## SELECTED EXTRACT
==============================

The Types of Sentences
There are many approaches to classify sentences. Below we shall consider only some of
them.
B. Ilyish classifies sentences applying two principles:
1) types of communication. Applying this principle he distinguishes 3 types of sentences:
declarative, interrogative, imperative.
2) according to structure. Applying this principle he distinguishes two main types of
sentences: simple and composite.
Ch. Fries (31), (32) gives an original classification of types of sentences. All the utterances
are divided by him into Communicative and Non-communicative.
The Communicative utterances are in their turn divided into 3 groups:
I.
Utterances regularly eliciting “oral” responses only:
A) Greetings. B) Calls. C) Questions.
II. Utterances regularly eliciting "action" responses, sometimes accompanied by one of a
limited list of oral responses: requests or commands.
III. Utterances regularly eliciting conventional signals of attention to continuous discourse
statements.
L. Barkhudarov (3) compares source (kernel) sentences with their transforms, he
distinguishes several types of sentences from their structural view-point. His classification will
represent binary oppositions where the unmarked member is the source kernel sentence and
marked one is the transformed sentence.
The most important oppositions within the limits of simple sentences are the following
two:
1. Imperative (request) and non-imperative sentences.
2. Elliptical and non-elliptical sentences.
Summarizing the issue about the classification of sentences in the English language, we
can say that this can be done from different points of view. But the most important criteria so are
as follows:
1. the criterion of the structure of sentences
2. the criterion of the aim of the speaker
3. the criterion of the existence of all parts of the sentence.
From the point of view of the first criterion sentences fall under two subtypes: simple and
composite.

==============================

## MATERIAL SUPPLIED

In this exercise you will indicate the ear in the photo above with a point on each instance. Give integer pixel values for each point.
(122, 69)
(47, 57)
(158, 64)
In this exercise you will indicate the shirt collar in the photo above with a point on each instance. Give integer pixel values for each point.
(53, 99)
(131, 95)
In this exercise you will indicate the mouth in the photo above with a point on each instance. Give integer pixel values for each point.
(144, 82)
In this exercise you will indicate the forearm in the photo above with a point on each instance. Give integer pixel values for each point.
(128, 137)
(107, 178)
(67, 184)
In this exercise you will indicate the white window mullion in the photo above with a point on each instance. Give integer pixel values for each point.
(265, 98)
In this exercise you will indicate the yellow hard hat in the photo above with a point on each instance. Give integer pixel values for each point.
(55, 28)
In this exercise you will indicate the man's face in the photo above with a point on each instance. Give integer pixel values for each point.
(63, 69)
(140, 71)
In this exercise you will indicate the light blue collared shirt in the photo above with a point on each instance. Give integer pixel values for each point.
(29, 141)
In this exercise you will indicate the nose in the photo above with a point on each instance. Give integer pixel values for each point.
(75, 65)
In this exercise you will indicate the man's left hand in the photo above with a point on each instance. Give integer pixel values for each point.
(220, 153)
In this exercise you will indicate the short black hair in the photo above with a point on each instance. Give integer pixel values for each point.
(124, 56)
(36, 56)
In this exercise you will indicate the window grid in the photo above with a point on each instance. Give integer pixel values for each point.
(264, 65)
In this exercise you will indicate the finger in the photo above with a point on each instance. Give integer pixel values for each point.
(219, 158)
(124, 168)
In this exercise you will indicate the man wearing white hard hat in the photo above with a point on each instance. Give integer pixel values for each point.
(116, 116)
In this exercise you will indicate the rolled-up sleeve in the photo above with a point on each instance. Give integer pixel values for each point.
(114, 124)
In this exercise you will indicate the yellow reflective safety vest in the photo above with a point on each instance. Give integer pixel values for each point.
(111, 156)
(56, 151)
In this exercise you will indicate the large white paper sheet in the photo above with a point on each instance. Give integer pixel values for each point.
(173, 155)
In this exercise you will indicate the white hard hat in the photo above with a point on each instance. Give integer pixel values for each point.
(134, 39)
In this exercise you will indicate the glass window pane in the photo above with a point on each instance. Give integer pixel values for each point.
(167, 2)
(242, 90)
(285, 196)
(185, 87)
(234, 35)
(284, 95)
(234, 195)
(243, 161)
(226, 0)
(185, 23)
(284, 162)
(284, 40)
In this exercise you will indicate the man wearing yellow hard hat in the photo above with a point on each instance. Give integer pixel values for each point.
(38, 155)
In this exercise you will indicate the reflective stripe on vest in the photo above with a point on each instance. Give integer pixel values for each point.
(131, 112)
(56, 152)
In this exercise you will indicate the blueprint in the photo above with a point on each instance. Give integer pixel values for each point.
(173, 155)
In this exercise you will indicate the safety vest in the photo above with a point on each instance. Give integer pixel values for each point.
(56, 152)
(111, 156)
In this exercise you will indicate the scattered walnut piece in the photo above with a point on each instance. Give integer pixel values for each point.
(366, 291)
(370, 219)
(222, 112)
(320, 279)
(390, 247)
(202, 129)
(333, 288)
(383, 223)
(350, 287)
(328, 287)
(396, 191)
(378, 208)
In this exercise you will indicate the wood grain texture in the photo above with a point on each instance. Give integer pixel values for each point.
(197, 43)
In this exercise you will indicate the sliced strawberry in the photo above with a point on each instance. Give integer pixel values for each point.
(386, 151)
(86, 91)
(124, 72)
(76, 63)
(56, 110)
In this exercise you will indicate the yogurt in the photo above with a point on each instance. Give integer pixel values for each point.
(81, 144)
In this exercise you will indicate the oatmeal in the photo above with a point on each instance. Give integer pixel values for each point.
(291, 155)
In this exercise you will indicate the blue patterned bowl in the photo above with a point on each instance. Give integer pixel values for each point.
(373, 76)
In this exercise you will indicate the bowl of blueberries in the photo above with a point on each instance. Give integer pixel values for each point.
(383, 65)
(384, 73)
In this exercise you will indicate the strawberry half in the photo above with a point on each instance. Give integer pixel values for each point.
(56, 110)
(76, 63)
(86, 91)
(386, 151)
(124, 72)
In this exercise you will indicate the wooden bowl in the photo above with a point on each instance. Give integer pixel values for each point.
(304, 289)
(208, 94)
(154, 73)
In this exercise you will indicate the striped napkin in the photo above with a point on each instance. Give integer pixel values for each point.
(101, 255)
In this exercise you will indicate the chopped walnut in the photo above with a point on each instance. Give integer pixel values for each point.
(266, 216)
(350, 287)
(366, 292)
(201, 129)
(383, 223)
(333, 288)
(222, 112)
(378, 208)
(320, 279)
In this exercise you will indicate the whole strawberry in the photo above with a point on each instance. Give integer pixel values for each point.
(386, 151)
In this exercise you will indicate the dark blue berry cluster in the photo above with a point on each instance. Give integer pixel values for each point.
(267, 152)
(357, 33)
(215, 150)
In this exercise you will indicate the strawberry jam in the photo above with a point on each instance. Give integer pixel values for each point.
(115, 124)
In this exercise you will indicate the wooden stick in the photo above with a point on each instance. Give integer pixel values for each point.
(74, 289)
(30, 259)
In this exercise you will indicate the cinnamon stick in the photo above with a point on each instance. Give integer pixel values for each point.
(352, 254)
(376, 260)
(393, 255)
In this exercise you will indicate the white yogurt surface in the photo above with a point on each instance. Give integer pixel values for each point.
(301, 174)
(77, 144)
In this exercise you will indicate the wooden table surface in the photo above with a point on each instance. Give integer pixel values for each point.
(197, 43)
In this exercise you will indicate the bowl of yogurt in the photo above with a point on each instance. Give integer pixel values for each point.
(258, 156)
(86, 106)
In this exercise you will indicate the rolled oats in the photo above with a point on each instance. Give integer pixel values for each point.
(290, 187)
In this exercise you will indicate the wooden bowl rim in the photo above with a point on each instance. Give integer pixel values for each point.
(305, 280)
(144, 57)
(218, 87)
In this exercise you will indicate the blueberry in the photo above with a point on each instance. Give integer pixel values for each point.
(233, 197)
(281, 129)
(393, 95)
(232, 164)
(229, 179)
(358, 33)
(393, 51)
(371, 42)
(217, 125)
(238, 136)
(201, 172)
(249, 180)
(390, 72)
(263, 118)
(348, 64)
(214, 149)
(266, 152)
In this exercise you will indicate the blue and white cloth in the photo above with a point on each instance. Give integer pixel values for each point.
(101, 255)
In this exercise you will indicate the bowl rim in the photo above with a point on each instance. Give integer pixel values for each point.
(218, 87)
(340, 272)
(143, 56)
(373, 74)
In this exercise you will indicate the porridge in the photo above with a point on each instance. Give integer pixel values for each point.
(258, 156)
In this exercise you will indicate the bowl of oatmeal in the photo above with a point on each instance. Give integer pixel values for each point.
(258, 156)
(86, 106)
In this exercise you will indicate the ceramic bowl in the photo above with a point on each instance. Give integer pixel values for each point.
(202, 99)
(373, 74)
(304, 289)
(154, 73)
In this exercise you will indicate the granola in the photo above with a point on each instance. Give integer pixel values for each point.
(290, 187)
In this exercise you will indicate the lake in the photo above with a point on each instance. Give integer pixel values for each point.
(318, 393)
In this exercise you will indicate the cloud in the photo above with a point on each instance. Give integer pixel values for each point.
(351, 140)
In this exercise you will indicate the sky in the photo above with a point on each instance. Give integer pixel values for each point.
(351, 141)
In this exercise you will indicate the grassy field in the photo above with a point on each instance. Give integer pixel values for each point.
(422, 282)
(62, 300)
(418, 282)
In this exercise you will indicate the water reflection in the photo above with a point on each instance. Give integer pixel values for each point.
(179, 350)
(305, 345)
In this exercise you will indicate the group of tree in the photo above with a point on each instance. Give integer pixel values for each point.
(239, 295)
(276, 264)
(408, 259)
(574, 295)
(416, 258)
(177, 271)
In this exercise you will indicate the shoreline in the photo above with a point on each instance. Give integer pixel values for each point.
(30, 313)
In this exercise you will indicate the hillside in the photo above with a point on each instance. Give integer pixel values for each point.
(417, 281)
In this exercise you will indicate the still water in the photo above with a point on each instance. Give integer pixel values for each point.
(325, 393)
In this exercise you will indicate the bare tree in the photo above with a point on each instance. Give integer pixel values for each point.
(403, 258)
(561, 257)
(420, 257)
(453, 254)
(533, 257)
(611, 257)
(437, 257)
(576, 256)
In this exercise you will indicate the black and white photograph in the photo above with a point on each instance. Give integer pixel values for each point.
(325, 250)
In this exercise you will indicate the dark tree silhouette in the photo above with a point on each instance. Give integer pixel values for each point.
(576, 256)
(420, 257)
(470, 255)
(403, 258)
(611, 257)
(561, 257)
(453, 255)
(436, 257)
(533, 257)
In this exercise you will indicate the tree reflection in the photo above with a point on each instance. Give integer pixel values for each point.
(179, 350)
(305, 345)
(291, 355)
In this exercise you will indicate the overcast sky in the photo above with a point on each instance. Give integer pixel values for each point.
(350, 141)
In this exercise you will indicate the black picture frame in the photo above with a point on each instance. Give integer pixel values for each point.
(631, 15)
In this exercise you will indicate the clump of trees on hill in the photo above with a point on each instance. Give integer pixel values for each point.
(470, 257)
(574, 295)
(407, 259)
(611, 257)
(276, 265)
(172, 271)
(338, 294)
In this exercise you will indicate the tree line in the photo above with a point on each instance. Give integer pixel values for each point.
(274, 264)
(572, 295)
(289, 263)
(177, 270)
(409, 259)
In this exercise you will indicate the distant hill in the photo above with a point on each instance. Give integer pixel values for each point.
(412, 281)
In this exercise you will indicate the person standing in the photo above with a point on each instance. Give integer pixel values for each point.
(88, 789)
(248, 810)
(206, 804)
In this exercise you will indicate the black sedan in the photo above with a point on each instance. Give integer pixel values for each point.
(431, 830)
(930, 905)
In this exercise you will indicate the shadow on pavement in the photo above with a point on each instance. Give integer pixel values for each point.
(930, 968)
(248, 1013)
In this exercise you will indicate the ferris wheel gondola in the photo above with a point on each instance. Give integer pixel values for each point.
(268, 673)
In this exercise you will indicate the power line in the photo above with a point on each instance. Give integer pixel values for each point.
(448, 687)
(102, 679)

==============================

## SET PROBLEM 1
According to the text on types of sentences, into which two groups does Ch. Fries divide all utterances?
## SET PROBLEM 2
Carry on the text about the types of sentences, starting right after its last sentence.

## FINAL ANSWER 1
Communicative and Non-communicative.

## FINAL ANSWER 2
The difference between them is in the fact that simple sentences have one primary
predication in their structure while composite ones have more than one.
45
According to the criterion of the aim of the speaker sentences fall under declarative,
interrogative, imperative and exclamatory.
From the point of view of the existence of all parts of the sentence we differentiate
elliptical and non-elliptical sentences.
Below we shall consider these types of sentence.
Types of Sentences according to the Aim of the Speaker
The declarative sentences: This type of sentence may be called basic, when compared with
other types of sentences because all other types of sentences are the result of transformation of
kernel sentences which are affirmative in their origin (kernel sentences).
- they convey some statement. Maybe because of this fact these sentences are called
declarative.
- they usually have the falling an intonation
- usually they have regular order of words with no inversion.
Interrogative Sentences
Interrogative sentences differ from the declarative or interrogative ones by some their specific features.
There are two structural types of interrogative sentences in Modern English - general
questions (yes- or no- questions) and special (or wh-) questions. Both of them are characterized by
having partial inversions:
Are we staying here?
Where are we staying?
Besides, the first one has a special (rising) intonation pattern. The second one (wh-
question) has interrogative words. But the intonation pattern of wh-questions is identical with that
of the affirmative sentences.
And it is important to point out that the interrogative sentences require answers (if they are
not rhetorical ones).
Exclamatory Sentences
The peculiar features of these sentences are:
1. exclamatory sentences usually express some sort of emotion, feeling or the spirit of the
person who pronounces it;
2. in their structure they have such introductory words as what and how:
Ex. What a lovely night! How beautiful it is here!
3. they are always in the declarative form;
4. there’s usually no inversion;
5. they are pronounced with a falling intonation;
Imperative Sentences
The imperative sentences are opposed to non-imperative ones because.
1. In imperative sentences the predicate is used in only one form-in the imperative one,
while in non-imperative sentences predicate may be used in any form except the imperative.
2. In imperative sentences no modal verb is used.
3. The imperative sentences are most often directed to the second person.
4. The subject of the imperative sentences are almost always represented by the zero
alternant of you, that is, elliptically.
5. The imperative sentences urge the listener to perform an action or verbal response.
The above said is quite sufficient to characterize the structure of imperative sentences to be
specific and distinct from that of the structure of non-imperative sentences.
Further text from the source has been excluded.